Is it possible to build a complete picture of traffic in a city or on a freeway,
using only ‘floating car data’ collected from driver and passenger smart devices?
And if so, what does this mean for traditional roadside sensors?
Throughout the developed world, road agencies acquire the data used to manage traffic on their roads from roadside sensors such as induction loops, radar or cameras – a monitoring infrastructure that is costly and requires ongoing maintenance. Increasingly, they are supplementing data from these sensors or even seeking to replace them altogether with floating car data generated by mobile devices moving on their network. But how reliable is this data, how is it evolving, and what possibilities might it open up in the future?
“It can be any data, but originally it was just GPS points, which is still big business at the moment,” explains Dr Ben Rutten, Strategic Area Smart Mobility (SASM) project manager at the University of Eindhoven in the Netherlands. “For monitoring the length of traffic jams and especially the delay time, floating car data is the best way to get information from the traffic system. You’re letting the car produce the data itself.” Increasingly, data is aggregated via traffic or navigation apps, either on phones or in cars. “GPS points are collected in the cloud and, using data techniques, traffic information for a road section extracted. This is made available both to the drivers using the service and to traffic managers.”

####

## [GIVEN REQUEST 1]
Which lines of the entries contain the word "leaf"? Locate each one and copy it.
The passage on floating car data has no connection to the entries.

Stored dataset items:
####

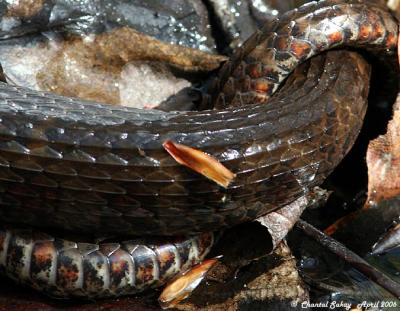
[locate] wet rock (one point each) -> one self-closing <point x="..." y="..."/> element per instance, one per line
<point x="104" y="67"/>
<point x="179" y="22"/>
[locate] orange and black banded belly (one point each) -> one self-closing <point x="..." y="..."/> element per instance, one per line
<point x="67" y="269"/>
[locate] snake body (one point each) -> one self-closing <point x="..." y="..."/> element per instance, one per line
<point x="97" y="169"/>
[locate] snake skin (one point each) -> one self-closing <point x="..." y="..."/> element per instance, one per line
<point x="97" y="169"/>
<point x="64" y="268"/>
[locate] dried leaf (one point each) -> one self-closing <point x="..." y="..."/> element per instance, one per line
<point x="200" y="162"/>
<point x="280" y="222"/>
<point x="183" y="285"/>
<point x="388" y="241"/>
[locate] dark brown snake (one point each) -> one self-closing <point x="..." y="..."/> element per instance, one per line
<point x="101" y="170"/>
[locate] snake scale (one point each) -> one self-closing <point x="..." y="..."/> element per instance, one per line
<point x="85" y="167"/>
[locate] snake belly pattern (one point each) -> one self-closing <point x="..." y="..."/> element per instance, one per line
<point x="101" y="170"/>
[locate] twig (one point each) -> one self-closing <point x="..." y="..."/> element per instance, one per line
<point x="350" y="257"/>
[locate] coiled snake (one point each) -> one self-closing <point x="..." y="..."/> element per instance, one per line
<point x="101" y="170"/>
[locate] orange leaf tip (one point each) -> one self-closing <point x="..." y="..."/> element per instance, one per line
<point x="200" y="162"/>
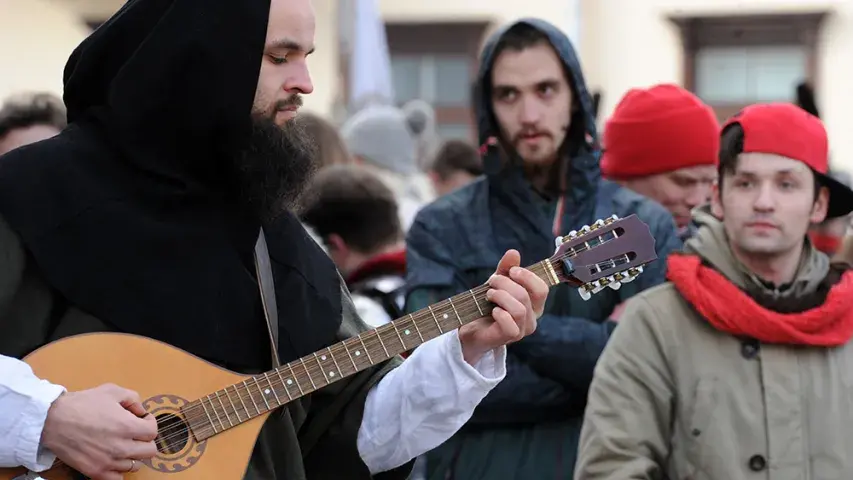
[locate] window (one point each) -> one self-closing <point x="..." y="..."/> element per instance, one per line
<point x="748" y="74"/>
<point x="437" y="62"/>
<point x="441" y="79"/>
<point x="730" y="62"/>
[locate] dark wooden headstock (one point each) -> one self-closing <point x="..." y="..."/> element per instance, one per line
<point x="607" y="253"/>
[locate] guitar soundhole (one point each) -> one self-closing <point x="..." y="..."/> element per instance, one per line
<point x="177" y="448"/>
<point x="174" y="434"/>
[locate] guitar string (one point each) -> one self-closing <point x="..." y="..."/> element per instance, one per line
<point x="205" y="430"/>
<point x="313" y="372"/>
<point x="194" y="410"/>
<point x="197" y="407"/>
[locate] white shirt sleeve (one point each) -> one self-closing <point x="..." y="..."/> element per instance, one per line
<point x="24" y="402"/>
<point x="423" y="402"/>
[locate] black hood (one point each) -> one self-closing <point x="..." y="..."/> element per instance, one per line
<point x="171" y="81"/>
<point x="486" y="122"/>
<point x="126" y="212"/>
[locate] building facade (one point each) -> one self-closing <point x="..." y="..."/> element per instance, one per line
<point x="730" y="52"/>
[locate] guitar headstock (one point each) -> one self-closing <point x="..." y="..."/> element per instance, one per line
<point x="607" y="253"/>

####

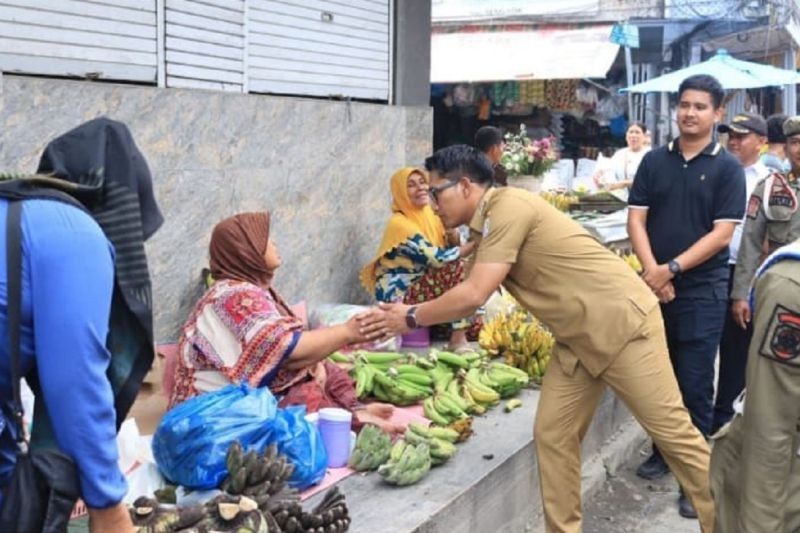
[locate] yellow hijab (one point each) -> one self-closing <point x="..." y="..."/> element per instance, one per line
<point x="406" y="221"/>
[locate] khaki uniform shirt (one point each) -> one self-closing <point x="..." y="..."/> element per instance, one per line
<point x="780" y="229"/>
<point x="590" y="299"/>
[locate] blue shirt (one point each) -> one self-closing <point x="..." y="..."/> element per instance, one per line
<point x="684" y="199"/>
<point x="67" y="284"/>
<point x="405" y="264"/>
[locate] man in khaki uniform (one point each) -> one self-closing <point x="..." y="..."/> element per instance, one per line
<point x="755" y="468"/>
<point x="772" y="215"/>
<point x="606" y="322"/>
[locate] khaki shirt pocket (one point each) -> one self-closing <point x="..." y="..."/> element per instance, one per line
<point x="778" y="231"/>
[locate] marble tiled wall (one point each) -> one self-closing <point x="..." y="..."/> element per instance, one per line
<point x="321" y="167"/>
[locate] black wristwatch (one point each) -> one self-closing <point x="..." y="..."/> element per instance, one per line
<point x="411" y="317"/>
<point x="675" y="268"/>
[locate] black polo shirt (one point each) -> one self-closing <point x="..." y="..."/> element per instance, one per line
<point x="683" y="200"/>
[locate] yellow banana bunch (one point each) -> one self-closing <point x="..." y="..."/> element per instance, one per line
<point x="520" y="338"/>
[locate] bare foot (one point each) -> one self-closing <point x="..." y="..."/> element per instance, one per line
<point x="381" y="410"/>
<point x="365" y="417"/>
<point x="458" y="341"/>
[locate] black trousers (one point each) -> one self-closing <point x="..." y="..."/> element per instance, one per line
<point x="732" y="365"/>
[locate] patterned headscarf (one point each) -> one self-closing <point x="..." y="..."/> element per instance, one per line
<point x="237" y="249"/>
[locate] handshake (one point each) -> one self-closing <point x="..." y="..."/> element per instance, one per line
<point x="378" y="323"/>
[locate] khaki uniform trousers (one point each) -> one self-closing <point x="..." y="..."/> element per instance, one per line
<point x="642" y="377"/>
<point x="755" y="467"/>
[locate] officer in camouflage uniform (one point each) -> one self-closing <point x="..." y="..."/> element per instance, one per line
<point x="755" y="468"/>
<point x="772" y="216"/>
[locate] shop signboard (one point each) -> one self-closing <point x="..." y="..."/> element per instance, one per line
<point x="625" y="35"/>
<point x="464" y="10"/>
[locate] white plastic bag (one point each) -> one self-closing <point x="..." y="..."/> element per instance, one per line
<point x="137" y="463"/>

####

## [GIVEN REQUEST 2]
Can you continue the passage on floating car data, picking up right after its final sentence?

## [REPLY 1]
[locate] dried leaf (one point each) -> one self-closing <point x="..." y="..."/> element per instance, one per line
[locate] orange leaf tip (one point each) -> one self-closing <point x="..." y="..."/> element per instance, one per line

## [REPLY 2]
Unlike induction loops, which capture the entire vehicle population, floating data tends to involve only a relatively small percentage, depending on the data provider. When fewer cars are on the road, the sample becomes smaller and less reliable, meaning data does have the virtue of being more reliable on busy roads – where the need for traffic management is most pressing. “You will never measure 100% of cars,” says Rutten. “But at between 2% and 5% you can really make accurate calculations and give good travel time estimations.” A recent TNO study concluded that Dutch authorities could replace 20% of induction loops with floating data from Google with only a 3% degradation in data quality – begging the question, could roadside sensors one day be rendered obsolete by cloud-based data?
The big match
Floating car data is useful for traffic management during special events, such as football matches. But what are the limits?
Rijkswaterstaat (RWS), the agency responsible for public roads in the Netherlands, is using floating data to gain enhanced insights into network traffic flows.
“Our highways have induction loops, which are old-fashioned, very good, but expensive,” says Ron Phaff, RWS traffic manager for the city of Eindhoven. “For now, we are measuring traffic jams using floating data and comparing results with traditional loops, so we can stop building new loops.”
With PSV Eindhoven preparing to play host to Barcelona in the Champions League, floating data will transform the way Phaff’s team handles the traffic influx caused by major events. “Smaller city streets don’t have loops,” he says, “so before, we would send traffic into the city, but didn’t know what happened after that. But floating data is everywhere, so every road gives information, so we can get traffic to its destination. Traffic doesn’t stop at the end of the highway, but goes onto the roads of other authorities.”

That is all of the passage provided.